_TO BE DONE_
Copy the records below word for word, leaving out the pictures.

_Pointing records_
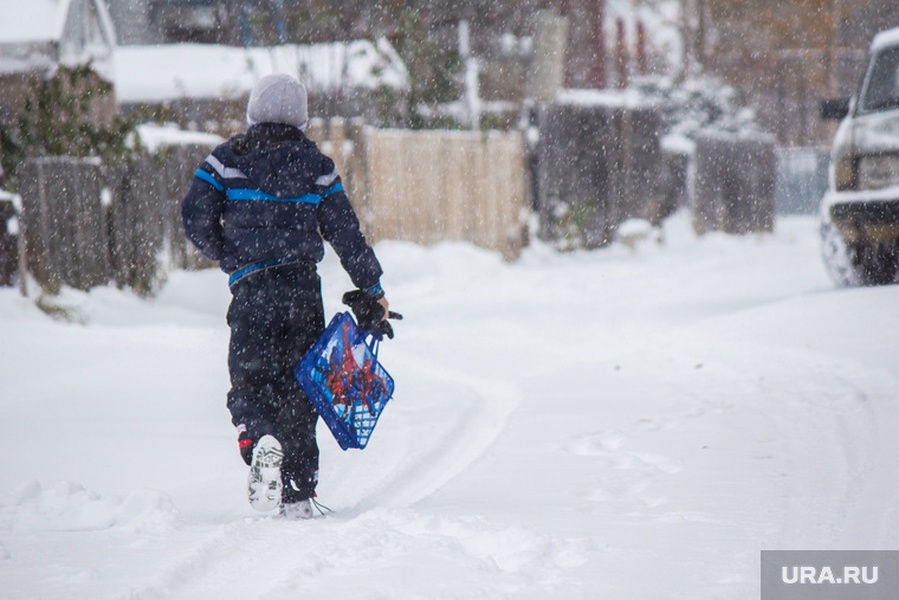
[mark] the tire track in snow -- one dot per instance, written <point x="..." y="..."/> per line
<point x="441" y="421"/>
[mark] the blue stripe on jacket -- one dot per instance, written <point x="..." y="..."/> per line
<point x="242" y="194"/>
<point x="201" y="174"/>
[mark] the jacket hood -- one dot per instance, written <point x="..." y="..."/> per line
<point x="276" y="158"/>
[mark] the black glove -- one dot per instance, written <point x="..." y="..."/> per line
<point x="246" y="444"/>
<point x="369" y="313"/>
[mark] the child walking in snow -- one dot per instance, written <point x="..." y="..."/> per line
<point x="261" y="205"/>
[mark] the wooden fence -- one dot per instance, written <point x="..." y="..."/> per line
<point x="735" y="183"/>
<point x="86" y="225"/>
<point x="63" y="222"/>
<point x="596" y="166"/>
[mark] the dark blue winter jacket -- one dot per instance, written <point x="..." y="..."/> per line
<point x="269" y="197"/>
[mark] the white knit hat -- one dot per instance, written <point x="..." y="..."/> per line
<point x="278" y="98"/>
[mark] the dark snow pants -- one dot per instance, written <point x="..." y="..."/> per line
<point x="276" y="314"/>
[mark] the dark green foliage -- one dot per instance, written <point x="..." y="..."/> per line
<point x="59" y="120"/>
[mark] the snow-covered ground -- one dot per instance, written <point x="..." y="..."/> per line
<point x="633" y="423"/>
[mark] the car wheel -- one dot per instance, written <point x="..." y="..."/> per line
<point x="839" y="258"/>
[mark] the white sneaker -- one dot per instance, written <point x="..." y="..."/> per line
<point x="297" y="510"/>
<point x="264" y="480"/>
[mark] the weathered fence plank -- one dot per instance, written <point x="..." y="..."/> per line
<point x="597" y="165"/>
<point x="735" y="183"/>
<point x="64" y="223"/>
<point x="9" y="255"/>
<point x="427" y="186"/>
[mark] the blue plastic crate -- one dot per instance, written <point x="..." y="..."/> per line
<point x="345" y="382"/>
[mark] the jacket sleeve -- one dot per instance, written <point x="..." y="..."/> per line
<point x="339" y="226"/>
<point x="201" y="212"/>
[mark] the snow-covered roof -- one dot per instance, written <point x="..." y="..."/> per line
<point x="32" y="20"/>
<point x="626" y="98"/>
<point x="39" y="34"/>
<point x="889" y="37"/>
<point x="166" y="72"/>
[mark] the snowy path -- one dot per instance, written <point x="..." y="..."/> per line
<point x="620" y="424"/>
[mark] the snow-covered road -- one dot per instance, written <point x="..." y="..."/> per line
<point x="626" y="423"/>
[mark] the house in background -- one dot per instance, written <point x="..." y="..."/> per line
<point x="39" y="36"/>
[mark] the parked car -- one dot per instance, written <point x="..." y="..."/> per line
<point x="860" y="210"/>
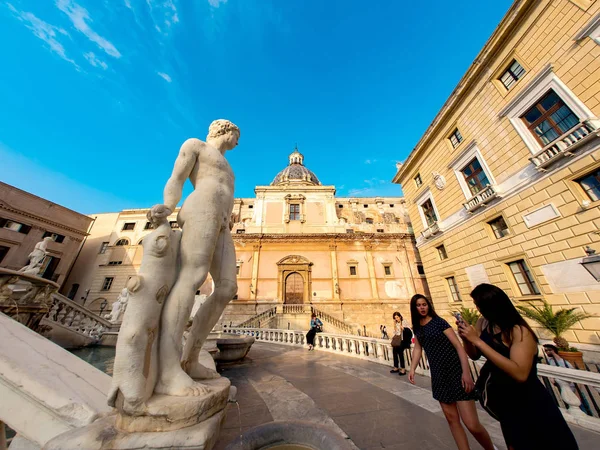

_RESPONSE TO THE TASK_
[mark] the tire track in snow -- one dot per instance, written <point x="..." y="..."/> per line
<point x="441" y="421"/>
[mark] the blue stripe on jacket -- one dot per instance, written <point x="..." y="..."/> per line
<point x="242" y="194"/>
<point x="201" y="174"/>
[mark] the jacket hood -- one dot per instance, written <point x="..." y="..."/> per line
<point x="276" y="158"/>
[mark] the black glove -- one dot per instance, written <point x="..." y="..."/> per line
<point x="246" y="444"/>
<point x="369" y="313"/>
[mark] the child walking in snow -- one dot per instance, written <point x="..." y="..."/> per line
<point x="261" y="205"/>
[mark] the wooden fence -- one dot per instance, written <point x="..." y="..."/> per line
<point x="735" y="183"/>
<point x="86" y="225"/>
<point x="63" y="222"/>
<point x="596" y="166"/>
[mark] the dark blue winter jacket -- one dot per instance, written <point x="..." y="..."/> per line
<point x="269" y="197"/>
[mark] the white knit hat -- one dot per instance, written <point x="..." y="..."/> per line
<point x="278" y="98"/>
[mark] the dark snow pants -- one dot per instance, written <point x="..." y="..."/> per line
<point x="276" y="314"/>
[mark] the dark green foliage -- one dot per instance, written <point x="..." y="..."/> per line
<point x="59" y="120"/>
[mark] the snow-covered ground -- one dot per instance, written <point x="..." y="..."/> per line
<point x="633" y="423"/>
[mark] the car wheel -- one dot per instance, written <point x="..." y="..."/> per line
<point x="839" y="258"/>
[mark] the white sneaker -- one dot per instance, written <point x="..." y="..."/> per line
<point x="297" y="510"/>
<point x="264" y="480"/>
[mark] the weathered fence plank -- one dot per instance, written <point x="..." y="..."/> per line
<point x="597" y="165"/>
<point x="735" y="183"/>
<point x="64" y="223"/>
<point x="9" y="255"/>
<point x="427" y="186"/>
[mark] the blue plastic crate -- one dot per instance, written <point x="..." y="..."/> per line
<point x="345" y="382"/>
[mark] the jacket sleeve -- one dot per instance, written <point x="..." y="..."/> per line
<point x="339" y="226"/>
<point x="201" y="212"/>
[mark] the snow-covered roof -- one dot per instance, written <point x="..." y="..."/> per line
<point x="32" y="20"/>
<point x="626" y="98"/>
<point x="39" y="34"/>
<point x="889" y="37"/>
<point x="166" y="72"/>
[mark] the snowy path -- one dot per instance, written <point x="..." y="..."/> per line
<point x="620" y="424"/>
[mark] the snow-covered road -- one dot per instance, written <point x="..." y="..."/> per line
<point x="626" y="423"/>
[mark] the house in background -- one dot per instance, written <point x="..." y="..."/> per line
<point x="39" y="36"/>
[mark] the parked car -- one dot per instance, written <point x="..." y="..."/> per line
<point x="860" y="210"/>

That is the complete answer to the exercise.